# DATA EXTRACTS
- - - -

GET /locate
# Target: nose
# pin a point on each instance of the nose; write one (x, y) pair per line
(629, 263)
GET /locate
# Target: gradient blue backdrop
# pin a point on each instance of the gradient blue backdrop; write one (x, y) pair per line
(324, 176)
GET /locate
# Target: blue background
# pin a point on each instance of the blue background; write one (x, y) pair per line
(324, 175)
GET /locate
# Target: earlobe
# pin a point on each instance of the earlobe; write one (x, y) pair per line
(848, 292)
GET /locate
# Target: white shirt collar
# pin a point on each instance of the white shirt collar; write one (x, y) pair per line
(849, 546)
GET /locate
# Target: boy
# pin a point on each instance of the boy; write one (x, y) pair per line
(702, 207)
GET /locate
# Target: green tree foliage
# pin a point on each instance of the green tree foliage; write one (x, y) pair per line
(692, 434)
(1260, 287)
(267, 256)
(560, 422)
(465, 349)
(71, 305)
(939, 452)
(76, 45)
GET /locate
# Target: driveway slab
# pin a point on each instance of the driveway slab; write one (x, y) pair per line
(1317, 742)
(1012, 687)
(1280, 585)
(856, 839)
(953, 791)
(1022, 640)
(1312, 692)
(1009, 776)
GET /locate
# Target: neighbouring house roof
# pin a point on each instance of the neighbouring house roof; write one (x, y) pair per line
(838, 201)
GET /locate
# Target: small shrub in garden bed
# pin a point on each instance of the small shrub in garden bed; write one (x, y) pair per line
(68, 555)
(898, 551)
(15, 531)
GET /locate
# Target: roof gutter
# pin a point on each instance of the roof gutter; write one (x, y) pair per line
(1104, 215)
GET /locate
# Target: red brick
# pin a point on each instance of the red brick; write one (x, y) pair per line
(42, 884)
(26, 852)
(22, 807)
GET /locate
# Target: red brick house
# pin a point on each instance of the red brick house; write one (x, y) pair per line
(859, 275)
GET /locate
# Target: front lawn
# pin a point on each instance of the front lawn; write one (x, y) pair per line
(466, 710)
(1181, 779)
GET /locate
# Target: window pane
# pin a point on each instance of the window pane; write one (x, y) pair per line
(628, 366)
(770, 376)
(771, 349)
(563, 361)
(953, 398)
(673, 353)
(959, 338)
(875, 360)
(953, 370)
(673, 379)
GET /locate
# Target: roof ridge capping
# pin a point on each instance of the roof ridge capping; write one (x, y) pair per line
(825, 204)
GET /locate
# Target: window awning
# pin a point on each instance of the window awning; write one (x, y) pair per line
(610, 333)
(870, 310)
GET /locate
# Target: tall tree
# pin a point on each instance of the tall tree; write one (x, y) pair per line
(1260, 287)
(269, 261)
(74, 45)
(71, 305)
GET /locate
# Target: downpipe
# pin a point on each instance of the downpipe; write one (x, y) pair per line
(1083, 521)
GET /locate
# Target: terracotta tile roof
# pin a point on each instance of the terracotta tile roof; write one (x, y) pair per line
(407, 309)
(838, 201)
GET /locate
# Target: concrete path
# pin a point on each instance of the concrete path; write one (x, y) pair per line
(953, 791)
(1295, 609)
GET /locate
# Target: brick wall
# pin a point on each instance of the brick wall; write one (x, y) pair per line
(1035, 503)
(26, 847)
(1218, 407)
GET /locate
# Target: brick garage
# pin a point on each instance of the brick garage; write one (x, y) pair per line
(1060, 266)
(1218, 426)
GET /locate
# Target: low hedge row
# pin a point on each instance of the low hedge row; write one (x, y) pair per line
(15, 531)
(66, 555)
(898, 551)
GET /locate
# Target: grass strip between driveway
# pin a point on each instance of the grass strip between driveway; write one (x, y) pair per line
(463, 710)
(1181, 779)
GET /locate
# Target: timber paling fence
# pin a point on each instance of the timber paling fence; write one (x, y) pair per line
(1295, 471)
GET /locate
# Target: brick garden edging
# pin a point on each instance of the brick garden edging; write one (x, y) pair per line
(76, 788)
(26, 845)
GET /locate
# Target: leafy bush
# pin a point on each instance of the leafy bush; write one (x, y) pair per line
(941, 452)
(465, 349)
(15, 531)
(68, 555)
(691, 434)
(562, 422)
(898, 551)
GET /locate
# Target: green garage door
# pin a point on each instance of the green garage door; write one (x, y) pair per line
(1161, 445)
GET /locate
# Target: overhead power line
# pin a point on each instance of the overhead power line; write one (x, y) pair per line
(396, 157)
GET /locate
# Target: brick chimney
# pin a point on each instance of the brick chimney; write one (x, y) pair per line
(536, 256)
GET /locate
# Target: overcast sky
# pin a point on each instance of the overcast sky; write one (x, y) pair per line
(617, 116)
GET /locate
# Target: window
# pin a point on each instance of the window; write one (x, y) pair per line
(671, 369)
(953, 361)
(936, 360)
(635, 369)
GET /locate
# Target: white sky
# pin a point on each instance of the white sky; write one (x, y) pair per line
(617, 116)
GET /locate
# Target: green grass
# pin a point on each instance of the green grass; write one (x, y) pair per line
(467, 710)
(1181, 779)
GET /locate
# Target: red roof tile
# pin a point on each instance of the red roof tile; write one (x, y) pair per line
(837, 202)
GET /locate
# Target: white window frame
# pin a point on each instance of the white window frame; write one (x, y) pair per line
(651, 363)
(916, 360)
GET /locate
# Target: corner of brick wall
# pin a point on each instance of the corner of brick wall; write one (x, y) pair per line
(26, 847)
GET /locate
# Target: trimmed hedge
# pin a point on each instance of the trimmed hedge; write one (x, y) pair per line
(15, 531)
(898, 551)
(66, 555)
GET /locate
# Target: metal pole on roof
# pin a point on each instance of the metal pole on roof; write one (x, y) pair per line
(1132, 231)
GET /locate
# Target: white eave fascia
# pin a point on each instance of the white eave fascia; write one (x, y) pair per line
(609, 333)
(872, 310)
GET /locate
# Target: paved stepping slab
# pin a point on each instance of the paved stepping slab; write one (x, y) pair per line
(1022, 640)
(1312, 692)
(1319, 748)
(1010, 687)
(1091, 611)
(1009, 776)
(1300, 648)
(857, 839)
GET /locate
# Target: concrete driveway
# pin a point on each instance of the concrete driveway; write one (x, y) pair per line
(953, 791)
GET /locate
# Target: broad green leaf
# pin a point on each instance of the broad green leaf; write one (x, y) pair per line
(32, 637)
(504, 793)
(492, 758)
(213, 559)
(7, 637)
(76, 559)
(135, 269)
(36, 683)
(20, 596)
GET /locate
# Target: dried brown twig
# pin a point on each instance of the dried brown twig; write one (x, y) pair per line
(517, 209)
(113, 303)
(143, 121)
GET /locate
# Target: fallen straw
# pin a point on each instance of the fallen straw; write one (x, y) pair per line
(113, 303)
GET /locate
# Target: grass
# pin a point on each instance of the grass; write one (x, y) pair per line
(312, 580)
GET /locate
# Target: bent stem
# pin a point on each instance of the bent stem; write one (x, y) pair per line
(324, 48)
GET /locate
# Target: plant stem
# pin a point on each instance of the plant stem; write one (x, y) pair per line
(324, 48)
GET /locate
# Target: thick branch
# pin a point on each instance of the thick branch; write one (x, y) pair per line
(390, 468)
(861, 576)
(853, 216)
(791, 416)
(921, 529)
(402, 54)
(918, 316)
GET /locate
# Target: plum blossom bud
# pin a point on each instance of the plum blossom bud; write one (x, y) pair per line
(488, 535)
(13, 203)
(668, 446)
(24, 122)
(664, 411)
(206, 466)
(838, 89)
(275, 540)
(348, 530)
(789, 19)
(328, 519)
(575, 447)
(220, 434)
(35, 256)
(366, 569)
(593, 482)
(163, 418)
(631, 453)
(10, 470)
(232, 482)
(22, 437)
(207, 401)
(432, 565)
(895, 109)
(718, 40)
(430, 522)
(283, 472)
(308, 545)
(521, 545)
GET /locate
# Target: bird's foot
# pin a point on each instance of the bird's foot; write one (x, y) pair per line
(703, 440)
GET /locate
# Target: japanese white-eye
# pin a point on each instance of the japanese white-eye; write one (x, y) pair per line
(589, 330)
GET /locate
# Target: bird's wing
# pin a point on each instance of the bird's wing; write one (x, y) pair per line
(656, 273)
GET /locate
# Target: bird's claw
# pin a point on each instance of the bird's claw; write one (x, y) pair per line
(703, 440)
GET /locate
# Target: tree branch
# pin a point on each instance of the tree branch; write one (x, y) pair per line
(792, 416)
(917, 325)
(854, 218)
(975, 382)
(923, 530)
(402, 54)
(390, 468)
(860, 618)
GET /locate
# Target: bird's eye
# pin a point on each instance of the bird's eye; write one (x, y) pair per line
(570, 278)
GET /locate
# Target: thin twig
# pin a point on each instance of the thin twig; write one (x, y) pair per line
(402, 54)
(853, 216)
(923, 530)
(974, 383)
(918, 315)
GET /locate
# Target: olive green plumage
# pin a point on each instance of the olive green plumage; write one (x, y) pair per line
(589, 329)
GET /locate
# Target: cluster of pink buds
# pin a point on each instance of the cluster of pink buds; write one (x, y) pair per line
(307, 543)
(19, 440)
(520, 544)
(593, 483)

- - - -

Using the data above, repeat exactly the lines that begin at the line with "# Target: plant stem" and end at the line with "# Target: thin twig", both ends included.

# ANSWER AREA
# Target: plant stem
# pin a point on each instance of the plant stem; write one (x, y) pair per line
(324, 48)
GET /locate
# Target: thick branch
# pin a point on each instance of the thick branch; write one (x, y) pair per line
(390, 468)
(861, 576)
(853, 216)
(791, 416)
(921, 529)
(402, 54)
(918, 316)
GET /locate
# Target: plum blossom bud
# pin a point on each instance of the plum blossom bud; write one (x, y) pair per line
(488, 535)
(13, 203)
(668, 446)
(24, 122)
(664, 411)
(206, 466)
(838, 89)
(275, 540)
(348, 530)
(789, 19)
(328, 519)
(575, 447)
(220, 434)
(35, 256)
(366, 569)
(593, 482)
(163, 418)
(631, 453)
(10, 470)
(232, 482)
(22, 437)
(207, 401)
(432, 565)
(895, 109)
(718, 40)
(430, 522)
(283, 472)
(308, 545)
(521, 545)
GET /locate
# Target: bird's foot
# pin a point on each instance of the bird's foot; write one (x, y) pair per line
(703, 440)
GET /locate
# Target: japanese white-eye
# pin a point on each instance of the japanese white-eye; write one (x, y) pair per line
(589, 330)
GET /locate
# Target: bird's wing
# pin a point on each instance of the bird's wing; write one (x, y) pair per line
(656, 273)
GET /locate
# Target: bird's claw
# pin a point on each instance of the bird's claw; write one (x, y) pair per line
(703, 440)
GET /locate
# Target: tree branch
# pin a point on each instance of the tree branch; write one (x, y) pair per line
(792, 416)
(917, 325)
(854, 218)
(975, 382)
(923, 530)
(402, 54)
(390, 468)
(860, 618)
GET /locate
# Target: bird's eye
# pin a point on each instance of the bird's eye; write one (x, y) pair per line
(570, 278)
GET /locate
# Target: thin twig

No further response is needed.